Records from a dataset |

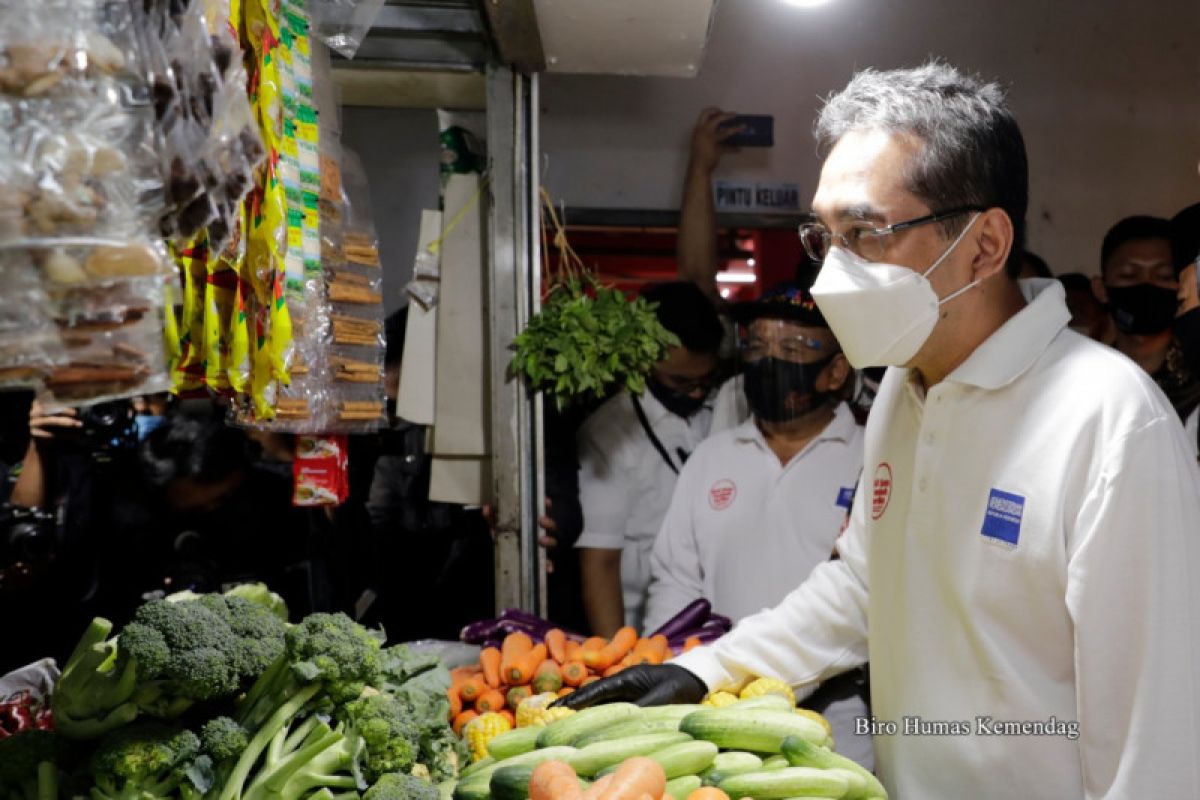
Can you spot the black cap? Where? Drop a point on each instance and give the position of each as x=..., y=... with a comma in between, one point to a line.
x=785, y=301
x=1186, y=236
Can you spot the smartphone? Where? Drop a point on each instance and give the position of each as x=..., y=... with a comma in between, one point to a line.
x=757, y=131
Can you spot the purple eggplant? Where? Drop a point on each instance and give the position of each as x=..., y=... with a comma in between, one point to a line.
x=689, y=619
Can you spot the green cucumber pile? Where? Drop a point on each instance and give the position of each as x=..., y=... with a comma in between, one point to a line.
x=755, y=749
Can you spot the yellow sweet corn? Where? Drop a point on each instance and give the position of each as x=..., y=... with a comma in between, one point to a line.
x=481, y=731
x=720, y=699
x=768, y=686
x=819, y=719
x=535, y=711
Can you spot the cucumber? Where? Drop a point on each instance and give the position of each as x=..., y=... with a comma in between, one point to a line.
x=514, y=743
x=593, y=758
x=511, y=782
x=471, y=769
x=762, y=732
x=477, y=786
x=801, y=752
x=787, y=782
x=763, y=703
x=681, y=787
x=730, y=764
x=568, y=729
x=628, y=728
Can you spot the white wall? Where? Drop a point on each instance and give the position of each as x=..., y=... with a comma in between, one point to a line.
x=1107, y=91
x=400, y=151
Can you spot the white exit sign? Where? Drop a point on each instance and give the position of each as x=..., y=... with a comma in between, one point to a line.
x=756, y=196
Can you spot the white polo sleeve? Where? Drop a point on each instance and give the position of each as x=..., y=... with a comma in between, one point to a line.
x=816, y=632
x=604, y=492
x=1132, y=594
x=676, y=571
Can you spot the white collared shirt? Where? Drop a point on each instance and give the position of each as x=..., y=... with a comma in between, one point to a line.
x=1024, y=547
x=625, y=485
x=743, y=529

GOAL OF THE EXERCISE | Each line of the data needs to be output exactly, with any image excluded.

FINISHED EXERCISE |
Can you spot the black cap? Where? Drop a point on each instance and give the position of each as x=..., y=... with a comma in between, one point to a line.
x=785, y=301
x=1186, y=236
Can you spot the smartphone? Where? Drop a point on each instance and give the position of each as x=..., y=... with a comma in between, one point to a line.
x=757, y=131
Can you spot the purple eggplant? Where? Drop a point on each instance and give the position of each as x=..., y=... with a comma in between, one point to a line.
x=689, y=619
Can you spot the green cucumber pile? Where? Drop a point on each instance and give the position of each as x=..., y=... with a comma in between, one point to a line.
x=755, y=749
Can you spot the yellow sweet corn? Where? Drop a point on each instance and give the position of each as x=..., y=... with a comma in between, one point to a line.
x=481, y=731
x=720, y=699
x=768, y=686
x=819, y=719
x=535, y=711
Can you spot the cucumber? Where? Drop a point on each instance and give the position of each as x=..., y=... with a comma in between, one point to a line.
x=514, y=743
x=593, y=758
x=511, y=782
x=471, y=769
x=762, y=732
x=477, y=786
x=801, y=752
x=787, y=782
x=763, y=703
x=681, y=787
x=730, y=764
x=568, y=729
x=628, y=728
Can you spot the white wall? Where? Drop a point on each instance and give the position of each as x=..., y=... with a comma in between, one point to a line.
x=1107, y=91
x=400, y=151
Can you spot the white exit sign? Where? Drop a point on each instance and give the position of each as x=..., y=... with a comma in between, one point to a line.
x=756, y=196
Can you spot the white polo sleeve? Where? Drop a point on each instance and give the position of each as x=..., y=... with a comma in between, one point to a line.
x=816, y=632
x=604, y=492
x=1132, y=594
x=676, y=571
Can you spot the white collared shirt? Where? Drop a point on each instance and give the position of each as x=..., y=... with a comma in between, one point to a line.
x=1024, y=547
x=625, y=485
x=743, y=529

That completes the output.